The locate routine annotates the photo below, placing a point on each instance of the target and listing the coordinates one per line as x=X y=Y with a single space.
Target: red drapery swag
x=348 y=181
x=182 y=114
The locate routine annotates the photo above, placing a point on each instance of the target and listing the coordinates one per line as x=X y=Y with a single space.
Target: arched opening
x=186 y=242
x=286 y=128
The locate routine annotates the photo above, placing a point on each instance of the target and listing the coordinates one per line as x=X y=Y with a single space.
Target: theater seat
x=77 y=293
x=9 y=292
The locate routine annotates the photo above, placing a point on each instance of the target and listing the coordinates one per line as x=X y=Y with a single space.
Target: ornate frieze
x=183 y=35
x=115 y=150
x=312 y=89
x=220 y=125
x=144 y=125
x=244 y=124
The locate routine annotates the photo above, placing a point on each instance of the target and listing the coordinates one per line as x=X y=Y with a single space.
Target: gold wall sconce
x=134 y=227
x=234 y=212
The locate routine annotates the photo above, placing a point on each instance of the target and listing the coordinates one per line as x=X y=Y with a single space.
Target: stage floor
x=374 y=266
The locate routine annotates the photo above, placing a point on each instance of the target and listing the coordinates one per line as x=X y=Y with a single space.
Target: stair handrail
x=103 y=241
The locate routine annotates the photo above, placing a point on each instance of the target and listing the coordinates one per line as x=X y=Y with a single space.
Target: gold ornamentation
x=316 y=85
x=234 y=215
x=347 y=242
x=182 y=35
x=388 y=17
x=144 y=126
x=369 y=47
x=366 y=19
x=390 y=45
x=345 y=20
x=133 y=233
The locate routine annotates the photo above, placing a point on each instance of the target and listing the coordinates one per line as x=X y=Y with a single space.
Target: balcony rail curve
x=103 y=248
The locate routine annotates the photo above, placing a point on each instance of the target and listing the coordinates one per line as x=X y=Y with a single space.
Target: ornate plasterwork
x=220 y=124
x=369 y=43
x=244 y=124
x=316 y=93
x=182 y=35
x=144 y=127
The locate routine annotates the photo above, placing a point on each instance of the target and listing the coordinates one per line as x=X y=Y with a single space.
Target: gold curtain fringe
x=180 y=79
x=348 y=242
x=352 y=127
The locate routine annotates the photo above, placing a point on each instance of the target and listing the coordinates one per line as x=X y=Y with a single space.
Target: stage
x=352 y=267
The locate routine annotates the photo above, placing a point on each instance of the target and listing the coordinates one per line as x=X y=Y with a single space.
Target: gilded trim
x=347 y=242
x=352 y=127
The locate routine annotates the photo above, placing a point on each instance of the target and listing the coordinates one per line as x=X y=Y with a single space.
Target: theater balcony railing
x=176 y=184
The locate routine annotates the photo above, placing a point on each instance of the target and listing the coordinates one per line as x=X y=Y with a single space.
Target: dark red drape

▶ GIVEN INSTRUCTION
Please write out all of the data above again, substituting "pointing tool" for each "locate routine" and keeping everything else the same.

▶ SOLUTION FOR THIS EXERCISE
The pointing tool annotates the photo below, placing a point on each instance of the target and listing the coordinates one per line as x=X y=Y with a single space.
Target: red drapery swag
x=348 y=181
x=182 y=114
The pointing tool annotates the photo above, placing a point on each instance of the target and listing the coordinates one per line as x=X y=Y with a single space.
Target: arched opening
x=186 y=242
x=286 y=128
The pointing tool annotates the photo above, placing a point on each instance of the target and listing the coordinates one per line as x=X y=Y with a single space.
Target: theater seat
x=77 y=293
x=9 y=292
The pointing tool annotates the photo above, placing a point on each instance of the target and listing the coordinates one per line as x=X y=Y with a single space.
Target: ornate frieze
x=183 y=35
x=115 y=150
x=312 y=89
x=220 y=125
x=144 y=125
x=244 y=124
The pointing tool annotates the photo above, placing a point on each instance of the target and listing the coordinates one per line as x=X y=Y with a single space.
Target: gold wall sconce
x=134 y=227
x=234 y=212
The pointing tool annotates the photo above, placing a point on each instance of the target and listing the coordinates one per line as x=X y=Y with a single space.
Target: stage floor
x=374 y=266
The pointing tool annotates the photo above, placing a point on each instance of the target and listing the coordinates one per line as x=X y=Y with a single space.
Target: stair handrail
x=103 y=241
The pointing tool annotates the photo above, placing a point on each instance of the target and listing the coordinates one per line as x=X y=Y with a single space.
Target: gold ornamentation
x=316 y=85
x=234 y=215
x=347 y=242
x=182 y=35
x=388 y=17
x=144 y=126
x=369 y=47
x=366 y=19
x=390 y=45
x=345 y=20
x=133 y=233
The pointing tool annotates the photo above, placing a point on each instance of the target and listing the coordinates one per line as x=X y=Y with a single space.
Target: balcony rail curve
x=103 y=248
The pointing tool annotates the photo above, placing a point on each instance of the target and listing the coordinates one per line as x=X y=Y with a single space.
Target: ornate plasterwork
x=220 y=124
x=369 y=43
x=244 y=124
x=316 y=93
x=182 y=35
x=144 y=127
The pointing tool annotates the photo above, placing a point on each instance of the target and listing the coordinates one per line as x=X y=Y with a single space.
Target: gold curtain fringe
x=180 y=79
x=348 y=242
x=352 y=127
The pointing tool annotates the photo above, placing a point on each instance of the target and listing the coordinates one per line as x=X y=Y with a single space.
Target: stage
x=352 y=267
The pointing tool annotates the photo above, placing a point on each instance of the target and listing the coordinates one per line as x=X y=Y with a single space.
Target: gilded trim
x=347 y=242
x=352 y=127
The pointing tool annotates the photo above, placing a point on each instance of the target and listing the coordinates one per line as x=X y=Y with a single space.
Target: theater balcony railing
x=176 y=184
The pointing tool annotates the photo above, placing a point on each instance of the target and listing the coordinates one per line as x=X y=Y with a single space.
Target: dark red drape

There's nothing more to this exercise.